**Data shown:**
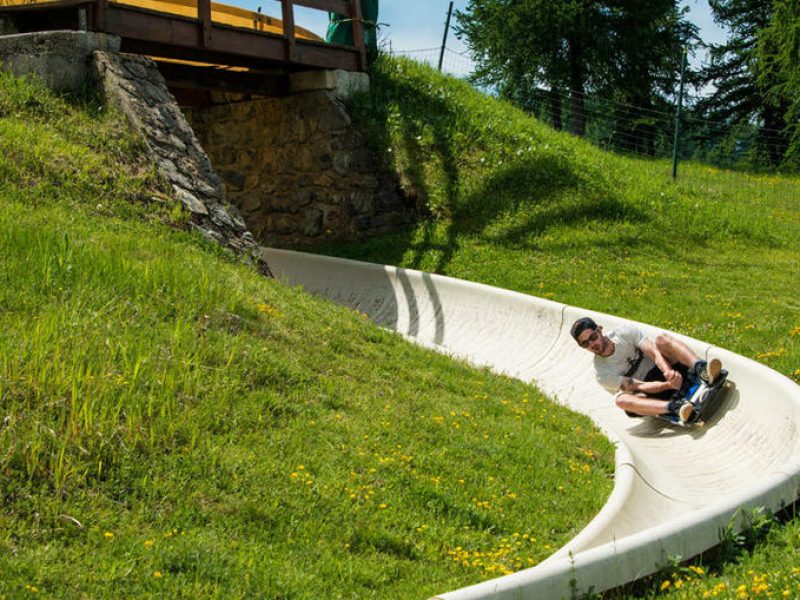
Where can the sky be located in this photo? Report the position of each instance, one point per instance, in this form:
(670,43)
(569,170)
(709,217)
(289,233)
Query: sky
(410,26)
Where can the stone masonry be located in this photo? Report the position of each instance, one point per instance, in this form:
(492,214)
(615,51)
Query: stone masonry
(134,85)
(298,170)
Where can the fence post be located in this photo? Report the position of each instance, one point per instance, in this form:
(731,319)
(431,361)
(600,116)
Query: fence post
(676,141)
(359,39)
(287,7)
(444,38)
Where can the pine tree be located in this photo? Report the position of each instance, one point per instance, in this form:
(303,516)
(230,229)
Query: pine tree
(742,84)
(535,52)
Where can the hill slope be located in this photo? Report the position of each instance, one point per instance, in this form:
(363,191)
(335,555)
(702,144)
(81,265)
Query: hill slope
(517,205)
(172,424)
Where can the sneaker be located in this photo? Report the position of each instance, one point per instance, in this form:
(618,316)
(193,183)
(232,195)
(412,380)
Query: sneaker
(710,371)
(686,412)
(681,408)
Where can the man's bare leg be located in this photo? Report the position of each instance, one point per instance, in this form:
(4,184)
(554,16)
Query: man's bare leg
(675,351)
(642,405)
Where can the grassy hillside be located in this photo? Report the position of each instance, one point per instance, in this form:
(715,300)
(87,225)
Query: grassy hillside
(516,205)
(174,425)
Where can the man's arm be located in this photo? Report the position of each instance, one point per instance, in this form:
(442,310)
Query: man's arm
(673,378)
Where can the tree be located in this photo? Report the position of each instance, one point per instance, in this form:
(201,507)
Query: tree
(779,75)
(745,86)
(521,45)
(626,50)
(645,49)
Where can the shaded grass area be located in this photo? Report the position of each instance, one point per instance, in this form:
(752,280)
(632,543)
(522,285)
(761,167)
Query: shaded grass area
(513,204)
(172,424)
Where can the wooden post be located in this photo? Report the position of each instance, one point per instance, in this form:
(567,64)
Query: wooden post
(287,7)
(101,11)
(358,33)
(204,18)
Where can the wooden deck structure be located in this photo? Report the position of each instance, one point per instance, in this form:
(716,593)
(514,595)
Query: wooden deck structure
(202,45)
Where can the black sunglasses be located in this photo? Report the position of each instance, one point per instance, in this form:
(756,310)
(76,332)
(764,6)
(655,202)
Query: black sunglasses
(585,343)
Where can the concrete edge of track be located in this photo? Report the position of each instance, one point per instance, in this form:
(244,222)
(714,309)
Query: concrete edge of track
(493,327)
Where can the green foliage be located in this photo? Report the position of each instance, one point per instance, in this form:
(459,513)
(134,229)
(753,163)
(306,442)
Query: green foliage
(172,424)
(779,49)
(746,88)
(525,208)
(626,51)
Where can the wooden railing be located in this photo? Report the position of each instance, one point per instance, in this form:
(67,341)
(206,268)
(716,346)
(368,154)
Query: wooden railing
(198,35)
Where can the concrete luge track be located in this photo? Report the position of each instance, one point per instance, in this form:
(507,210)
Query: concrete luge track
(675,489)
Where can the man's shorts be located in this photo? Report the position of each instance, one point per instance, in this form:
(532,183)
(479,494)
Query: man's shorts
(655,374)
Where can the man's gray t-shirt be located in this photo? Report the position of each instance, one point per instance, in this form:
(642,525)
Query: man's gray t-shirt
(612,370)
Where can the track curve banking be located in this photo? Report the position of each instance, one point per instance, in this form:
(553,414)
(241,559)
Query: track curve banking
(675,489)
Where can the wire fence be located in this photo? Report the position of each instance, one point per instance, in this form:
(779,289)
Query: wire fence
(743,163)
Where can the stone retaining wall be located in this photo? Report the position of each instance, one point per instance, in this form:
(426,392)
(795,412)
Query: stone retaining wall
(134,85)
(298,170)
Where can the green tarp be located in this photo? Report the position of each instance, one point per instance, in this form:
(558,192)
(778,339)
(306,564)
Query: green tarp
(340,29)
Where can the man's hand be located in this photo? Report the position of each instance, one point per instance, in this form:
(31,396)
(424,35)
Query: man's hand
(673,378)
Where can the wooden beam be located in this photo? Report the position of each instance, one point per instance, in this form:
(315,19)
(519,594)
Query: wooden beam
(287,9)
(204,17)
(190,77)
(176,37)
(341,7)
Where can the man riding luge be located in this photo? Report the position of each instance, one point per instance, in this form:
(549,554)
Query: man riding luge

**Task instructions:** Your answer should be every line from the material above in which the word "riding" appears.

**Answer section:**
Where can the man riding luge be located in this photo? Report the position of each instance, one point per instance, in this form:
Query: man riding luge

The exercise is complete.